▸ PETUNJUK LATIHAN
Tolong jawab pertanyaan berikut berdasarkan bacaan tentang penjualan rokok di bawah.
(a) Berapa volume penjualan rokok GGRM pada paruh pertama tahun ini?
(b) Berapa persen penurunan volume penjualan HMSP pada semester I tahun 2020?
(c) Merek rokok HMSP mana yang harga jualnya naik 3% (mom)?

··· BACAAN ···

Bukan Main-Main Bila Cukai Rokok Naik Sampai 17% Tahun Depan

Duo raksasa produsen rokok nasional yakni PT Gudang Garam Tbk (GGRM) dan PT Hanjaya Mandala Samperna Tbk (HMSP) yang mengusai lebih dari 50% pangsa pasar rokok Tanah Air mencatatkan penurunan volume penjualan.
Di tengah merebaknya pandemi Covid-19 dan kenaikan CHT, volume penjualan rokok GGRM turun 8,8% (yoy) pada paruh pertama tahun ini menjadi 42,5 miliar batang. Di saat yang sama volume penjualan HMSP pada semester I tahun 2020 drop 18,2% (yoy).
Para produsen rokok raksasa tersebut sepanjang tahun ini belum agresif dalam meningkatkan harga rokok. Untuk rokok-rokok produk GGRM & HMSP rata-rata baru mengalami kenaikan harga jual rata-rata 9% - 10% sepanjang tahun 2020.
Untuk periode September ke Oktober, beberapa produk dari GGRM yang mengalami kenaikan harga adalah Surya Pro 16, Surya Pro Mild 16, GG Move dan GG Signature Mild dengan kisaran peningkatan 1,6% - 5% (mom).
Sementara untuk produk HMSP merek rokok yang mengalami kenaikan harga jual rata-ratanya adalah Magnum Mild 16 dan U Mild dengan kenaikan masing-masing 5,2% (mom) dan 3% (mom).

··· DAFTAR DATA ···

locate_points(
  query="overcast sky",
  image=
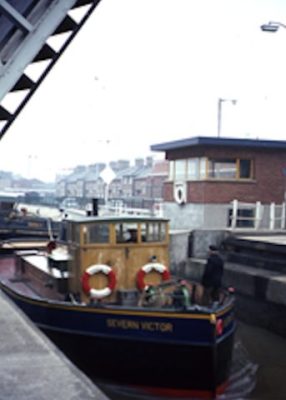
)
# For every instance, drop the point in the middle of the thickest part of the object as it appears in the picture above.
(143, 72)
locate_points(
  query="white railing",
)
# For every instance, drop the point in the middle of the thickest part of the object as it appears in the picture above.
(277, 214)
(276, 217)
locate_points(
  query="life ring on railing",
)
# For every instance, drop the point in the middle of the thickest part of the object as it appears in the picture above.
(146, 269)
(52, 245)
(98, 293)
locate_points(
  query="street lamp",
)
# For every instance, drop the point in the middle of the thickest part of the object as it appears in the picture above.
(219, 109)
(272, 26)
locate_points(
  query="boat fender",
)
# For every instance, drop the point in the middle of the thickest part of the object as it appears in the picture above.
(98, 293)
(146, 269)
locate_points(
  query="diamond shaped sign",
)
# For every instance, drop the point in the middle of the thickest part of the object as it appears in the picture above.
(107, 175)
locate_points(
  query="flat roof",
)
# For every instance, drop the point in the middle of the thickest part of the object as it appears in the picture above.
(219, 142)
(115, 219)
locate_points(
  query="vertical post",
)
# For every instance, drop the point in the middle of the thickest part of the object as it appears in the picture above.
(219, 117)
(214, 357)
(283, 215)
(257, 215)
(272, 216)
(234, 214)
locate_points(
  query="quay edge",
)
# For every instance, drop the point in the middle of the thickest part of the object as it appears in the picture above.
(32, 367)
(259, 279)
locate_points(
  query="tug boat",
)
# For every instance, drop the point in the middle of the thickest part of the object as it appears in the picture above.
(106, 297)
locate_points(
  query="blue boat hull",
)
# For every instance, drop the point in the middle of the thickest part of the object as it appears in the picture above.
(174, 352)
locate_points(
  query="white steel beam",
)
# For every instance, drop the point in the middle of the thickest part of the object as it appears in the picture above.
(15, 16)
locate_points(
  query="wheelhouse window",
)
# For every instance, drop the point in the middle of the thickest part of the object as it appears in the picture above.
(154, 232)
(96, 233)
(126, 233)
(222, 169)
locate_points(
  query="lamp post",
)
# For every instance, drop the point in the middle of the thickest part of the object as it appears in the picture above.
(219, 112)
(272, 26)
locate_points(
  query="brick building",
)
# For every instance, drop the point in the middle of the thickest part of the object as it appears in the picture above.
(206, 174)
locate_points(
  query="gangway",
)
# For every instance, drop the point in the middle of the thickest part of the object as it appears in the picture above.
(26, 29)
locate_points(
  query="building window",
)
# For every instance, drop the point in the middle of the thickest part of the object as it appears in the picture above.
(200, 168)
(222, 169)
(245, 169)
(229, 169)
(180, 170)
(193, 172)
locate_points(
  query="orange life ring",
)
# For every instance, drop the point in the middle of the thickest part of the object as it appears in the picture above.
(98, 293)
(147, 268)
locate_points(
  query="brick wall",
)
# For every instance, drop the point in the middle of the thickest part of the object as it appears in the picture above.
(267, 186)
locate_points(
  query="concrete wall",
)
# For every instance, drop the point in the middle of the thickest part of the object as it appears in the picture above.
(185, 244)
(207, 216)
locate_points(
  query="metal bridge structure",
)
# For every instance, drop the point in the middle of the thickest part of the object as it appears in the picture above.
(27, 30)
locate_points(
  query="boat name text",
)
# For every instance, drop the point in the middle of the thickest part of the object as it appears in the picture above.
(140, 325)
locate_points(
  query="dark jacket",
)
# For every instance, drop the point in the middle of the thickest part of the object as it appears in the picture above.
(213, 272)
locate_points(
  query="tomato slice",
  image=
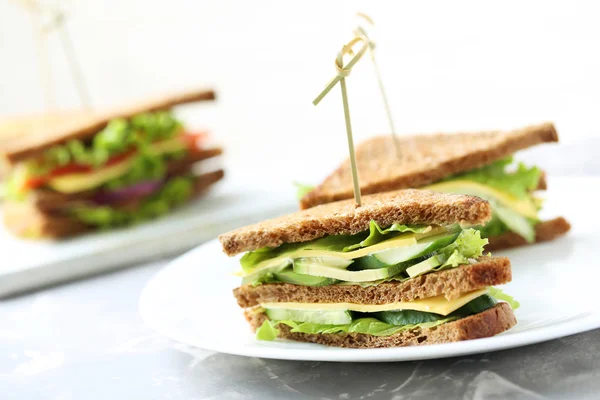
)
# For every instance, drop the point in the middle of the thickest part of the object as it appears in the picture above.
(193, 141)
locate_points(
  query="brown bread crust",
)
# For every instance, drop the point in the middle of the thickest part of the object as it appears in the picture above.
(86, 125)
(488, 323)
(544, 232)
(404, 207)
(26, 220)
(489, 271)
(425, 159)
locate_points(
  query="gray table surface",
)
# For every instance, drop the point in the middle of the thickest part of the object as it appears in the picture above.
(85, 340)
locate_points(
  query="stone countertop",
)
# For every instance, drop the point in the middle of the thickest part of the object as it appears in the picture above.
(85, 340)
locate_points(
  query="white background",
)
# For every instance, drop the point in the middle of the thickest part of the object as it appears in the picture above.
(448, 66)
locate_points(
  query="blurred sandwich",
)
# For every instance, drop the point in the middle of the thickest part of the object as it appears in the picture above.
(403, 269)
(77, 172)
(478, 164)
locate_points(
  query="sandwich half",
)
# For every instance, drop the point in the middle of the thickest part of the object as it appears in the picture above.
(403, 269)
(478, 164)
(84, 171)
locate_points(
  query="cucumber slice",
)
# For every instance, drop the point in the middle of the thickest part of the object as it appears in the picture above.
(366, 275)
(423, 267)
(334, 262)
(289, 276)
(423, 247)
(515, 222)
(253, 277)
(335, 317)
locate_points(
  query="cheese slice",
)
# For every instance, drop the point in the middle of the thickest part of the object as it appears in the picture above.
(525, 207)
(79, 182)
(406, 239)
(437, 305)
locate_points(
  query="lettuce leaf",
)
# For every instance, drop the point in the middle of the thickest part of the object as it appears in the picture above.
(119, 136)
(469, 244)
(518, 183)
(370, 326)
(381, 323)
(302, 189)
(377, 235)
(333, 243)
(500, 295)
(175, 192)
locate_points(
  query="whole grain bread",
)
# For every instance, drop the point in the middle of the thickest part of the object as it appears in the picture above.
(490, 322)
(404, 207)
(451, 283)
(46, 199)
(424, 159)
(85, 125)
(544, 232)
(25, 219)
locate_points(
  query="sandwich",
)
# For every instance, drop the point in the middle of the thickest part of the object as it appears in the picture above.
(402, 269)
(99, 170)
(479, 164)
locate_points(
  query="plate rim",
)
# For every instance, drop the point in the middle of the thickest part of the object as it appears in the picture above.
(579, 323)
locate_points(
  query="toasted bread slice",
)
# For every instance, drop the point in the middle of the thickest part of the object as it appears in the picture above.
(86, 125)
(403, 206)
(490, 322)
(425, 159)
(451, 283)
(544, 232)
(26, 220)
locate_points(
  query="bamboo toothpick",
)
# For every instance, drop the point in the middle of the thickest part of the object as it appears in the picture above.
(361, 31)
(57, 23)
(342, 72)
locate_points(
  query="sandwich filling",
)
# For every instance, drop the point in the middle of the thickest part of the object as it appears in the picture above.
(509, 189)
(396, 253)
(123, 175)
(391, 319)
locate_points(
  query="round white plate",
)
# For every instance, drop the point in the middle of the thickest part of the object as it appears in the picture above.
(191, 299)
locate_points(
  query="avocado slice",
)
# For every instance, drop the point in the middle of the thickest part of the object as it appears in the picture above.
(289, 276)
(329, 317)
(423, 267)
(515, 222)
(255, 276)
(423, 247)
(366, 275)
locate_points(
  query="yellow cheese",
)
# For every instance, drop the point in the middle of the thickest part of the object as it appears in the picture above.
(437, 305)
(79, 182)
(525, 207)
(407, 239)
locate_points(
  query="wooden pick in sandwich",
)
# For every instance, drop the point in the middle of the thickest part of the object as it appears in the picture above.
(342, 72)
(363, 32)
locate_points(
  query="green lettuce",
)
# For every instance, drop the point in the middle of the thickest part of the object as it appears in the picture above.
(469, 244)
(518, 183)
(500, 295)
(369, 326)
(302, 189)
(332, 243)
(175, 192)
(119, 136)
(381, 323)
(377, 235)
(145, 166)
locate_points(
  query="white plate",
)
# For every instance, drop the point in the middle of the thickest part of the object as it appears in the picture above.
(191, 302)
(30, 264)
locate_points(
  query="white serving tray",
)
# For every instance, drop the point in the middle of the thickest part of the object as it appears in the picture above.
(27, 264)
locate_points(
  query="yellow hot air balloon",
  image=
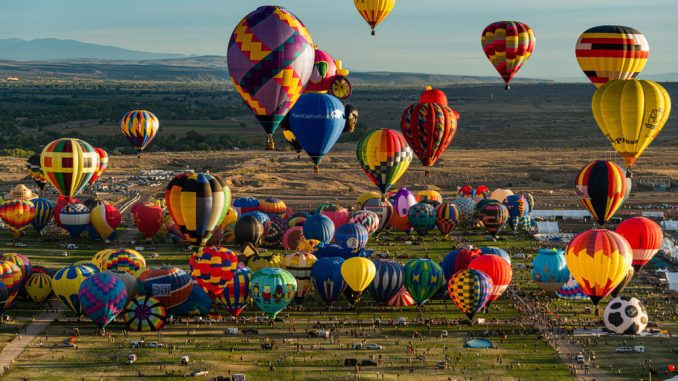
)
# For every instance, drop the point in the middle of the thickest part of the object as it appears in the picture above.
(630, 113)
(358, 273)
(374, 11)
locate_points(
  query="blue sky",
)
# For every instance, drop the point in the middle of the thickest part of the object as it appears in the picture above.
(432, 36)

···

▸ JAWABAN
(a) 42,5 miliar batang, turun 8,8% (yoy).
(b) 18,2% (yoy).
(c) U Mild.